> **ANGEZEIGTER TEXT**
Soko "Familie" übernimmt die Ermittlungen
Die Ermittlungen wegen dreifachen Mordes hat die Soko „Familie“ mit 90 Beamten übernommen. Eine bewusste Namenswahl: Weil es die Angehörigen betreffe, aber auch daran erinnere, dass sich die Polizei als eine große Familie verstehe, hieß es. An der B 87, wo die beiden Polizisten starben, suchten Beamte auch am Mittwoch den Tatort ab, Kriminaltechniker sicherten Spuren. Um die Kollegen, die mitansehen mussten, wie die Beamten überfahren wurden, kümmern sich Seelsorger.

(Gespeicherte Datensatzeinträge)
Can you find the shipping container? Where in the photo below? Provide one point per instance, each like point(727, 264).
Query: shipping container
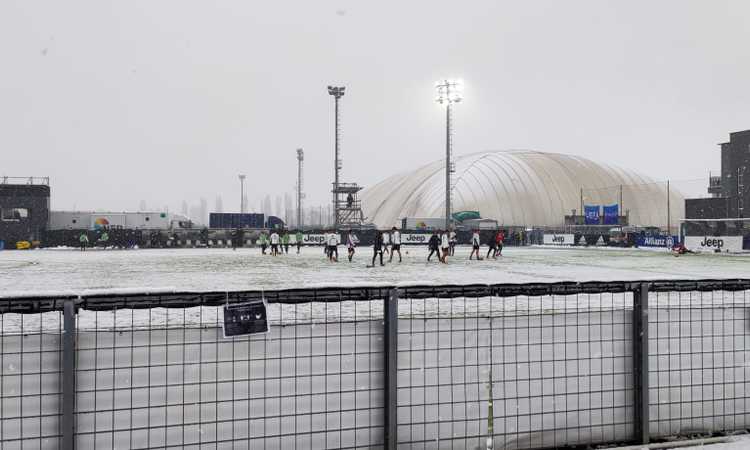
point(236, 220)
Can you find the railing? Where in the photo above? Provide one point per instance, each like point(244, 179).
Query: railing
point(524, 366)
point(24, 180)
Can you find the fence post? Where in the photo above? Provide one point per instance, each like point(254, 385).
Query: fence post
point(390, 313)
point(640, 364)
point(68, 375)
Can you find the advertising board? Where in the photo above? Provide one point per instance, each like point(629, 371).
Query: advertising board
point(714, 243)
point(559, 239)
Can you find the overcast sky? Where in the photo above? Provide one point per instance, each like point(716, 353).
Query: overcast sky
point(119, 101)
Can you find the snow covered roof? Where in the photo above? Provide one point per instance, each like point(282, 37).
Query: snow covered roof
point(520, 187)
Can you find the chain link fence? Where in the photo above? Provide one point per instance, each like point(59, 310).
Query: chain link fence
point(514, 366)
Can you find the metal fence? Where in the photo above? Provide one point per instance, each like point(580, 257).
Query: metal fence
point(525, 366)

> **ZU ERLEDIGEN**
A) Extrahieren Sie aus den Datensätzen wortgetreu alles von der Zeile mit „Can you find the fence“ bis hinunter zur Zeile mit „point(119, 101)“, beide Zeilen eingeschlossen.
B) Schreiben Sie den Text über die Ermittlungen der Soko „Familie“ im Anschluss an seinen letzten Satz weiter.
Zwischen dem Text und den Datensätzen besteht kein inhaltlicher Zusammenhang.

> **ERGEBNISSE**
A)
Can you find the fence post? Where in the photo above? Provide one point per instance, each like point(254, 385).
Query: fence post
point(390, 313)
point(640, 364)
point(68, 375)
Can you find the advertising board? Where in the photo above? Provide one point per instance, each like point(629, 371).
Query: advertising board
point(714, 243)
point(559, 239)
Can you find the overcast sky? Where in the photo above? Provide one point per instance, each like point(716, 353).
Query: overcast sky
point(119, 101)

B)
Bei der Polizei, im Innenministerium, im ganzen Land herrschte auch am Mittwoch Trauer. Als die kriminelle Karriere von Jan G. bekannt wurde, kam das blanke Entsetzen hinzu, das Gefühl, dass es jeden hätte treffen können, wie ein Beamter sagte. Jörg Göhring, Vize-Landeschef der Gewerkschaft der Polizei (GdP) sagte, die Beamten im Land seien in Schockstarre. Zur Justizpanne wollte sich die Gewerkschaft nicht äußern. Es gebe staatliche Institutionen, die das aufarbeiten müssten. Die Gedanken seien bei den Angehörigen und Kollegen der Opfer.
Im Landtag hielten die Abgeordneten und die Beamten im Polizeipräsidium in Potsdam eine Schweigeminute ab. „Fassungslos stehen wir vor dieser Gewalttat. Aus einem ganz normalen Dienstag wurde ein Alptraum“, sagte Landtagspräsidentin Britta Stark (SPD). Für das ganze Land hatte Innenminister Karl-Heinz Schröter (SPD) Trauerbeflaggung angeordnet, am Mittwoch wurden auch in Berlin die Flaggen auf halbmast gesetzt, in anderen Bundesländern trugen die Polizeiwagen Trauerflor.
Polizeipräsident Mörke: "Sie waren Top-Männer"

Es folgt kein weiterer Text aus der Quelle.